DIRECTIONS: Convert the records below into a Markdown table with two columns, Row and Line. Give each line its own numbered row and skip any blank lines.

------------------------

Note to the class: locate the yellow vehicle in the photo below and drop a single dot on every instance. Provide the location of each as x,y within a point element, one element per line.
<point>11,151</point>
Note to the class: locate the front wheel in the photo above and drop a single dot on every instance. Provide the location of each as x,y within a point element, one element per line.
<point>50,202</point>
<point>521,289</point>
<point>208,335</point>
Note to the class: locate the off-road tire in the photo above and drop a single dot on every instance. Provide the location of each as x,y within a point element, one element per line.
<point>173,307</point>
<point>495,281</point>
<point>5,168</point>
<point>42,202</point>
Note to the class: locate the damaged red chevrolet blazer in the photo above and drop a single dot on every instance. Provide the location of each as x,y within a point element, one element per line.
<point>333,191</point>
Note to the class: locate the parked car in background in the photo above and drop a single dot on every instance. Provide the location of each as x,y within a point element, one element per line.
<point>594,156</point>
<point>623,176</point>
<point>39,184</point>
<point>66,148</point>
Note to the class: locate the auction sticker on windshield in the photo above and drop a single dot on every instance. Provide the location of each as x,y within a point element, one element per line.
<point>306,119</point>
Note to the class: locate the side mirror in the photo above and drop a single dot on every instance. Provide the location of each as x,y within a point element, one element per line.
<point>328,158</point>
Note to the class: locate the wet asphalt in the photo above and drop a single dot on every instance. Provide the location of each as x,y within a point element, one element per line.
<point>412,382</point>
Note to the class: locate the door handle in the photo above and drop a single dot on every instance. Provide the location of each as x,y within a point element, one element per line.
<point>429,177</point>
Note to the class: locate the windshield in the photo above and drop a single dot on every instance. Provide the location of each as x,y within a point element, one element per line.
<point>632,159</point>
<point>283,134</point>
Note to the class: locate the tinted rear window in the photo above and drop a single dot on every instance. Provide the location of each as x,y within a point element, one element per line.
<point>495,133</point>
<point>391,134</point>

------------------------

RESPONSE BELOW:
| Row | Line |
|---|---|
| 1 | Note to the class: locate the yellow vehicle in the photo below and drop a single dot on every instance. Provide the location of each as x,y within a point element, one element per line. |
| 2 | <point>11,151</point> |
| 3 | Note to the class: locate the front wheel in the photo above and drop a single dot on every instance. Provide the location of each as x,y within a point element, one element per line. |
| 4 | <point>50,202</point> |
| 5 | <point>521,289</point> |
| 6 | <point>208,335</point> |
| 7 | Note to the class: locate the off-road tire in the photo above and drop a single dot on every instance. Provide the location of each as x,y within a point element, one element per line. |
| 8 | <point>173,307</point> |
| 9 | <point>495,281</point> |
| 10 | <point>5,168</point> |
| 11 | <point>42,202</point> |
| 12 | Note to the class: locate the damaged red chevrolet blazer in the photo above and drop a single dot on every instance. Provide the location of each as x,y within a point element, one element per line. |
| 13 | <point>333,191</point> |
| 14 | Note to the class: locate the parked car in background in the photo above and drop a single dot on every instance. Provide the location of each as x,y within a point element, one element per line. |
| 15 | <point>594,156</point> |
| 16 | <point>623,176</point> |
| 17 | <point>39,184</point> |
| 18 | <point>66,148</point> |
| 19 | Note to the class: locate the auction sticker on windshield in the photo above and drop a single dot on every instance. Provide the location of each as x,y within a point element, one element per line. |
| 20 | <point>306,119</point> |
| 21 | Note to the class: locate the side mirror in the photo above and drop a single dot on every instance. Provide the location of each as x,y within a point element, one element per line. |
| 22 | <point>328,158</point> |
| 23 | Note to the class: locate the wet asphalt in the photo above and drop a single dot on every instance. Provide the location of each as x,y within a point element, one element per line. |
| 24 | <point>412,382</point> |
| 25 | Note to the class: locate the door handle in the photo above and drop a single dot on every instance. Provide the location of each as x,y within a point element, one element per line. |
| 26 | <point>429,177</point> |
| 27 | Note to the class: locate the windshield in the photo above and drop a single dot on every instance. Provide the location of each as x,y within a point element, one element per line. |
| 28 | <point>632,159</point> |
| 29 | <point>283,134</point> |
| 30 | Note to the class: locate the tinted rear window in the photo above and drop a single dot on every instance. Provide the location of each as x,y within a point element, one element per line. |
| 31 | <point>495,133</point> |
| 32 | <point>391,134</point> |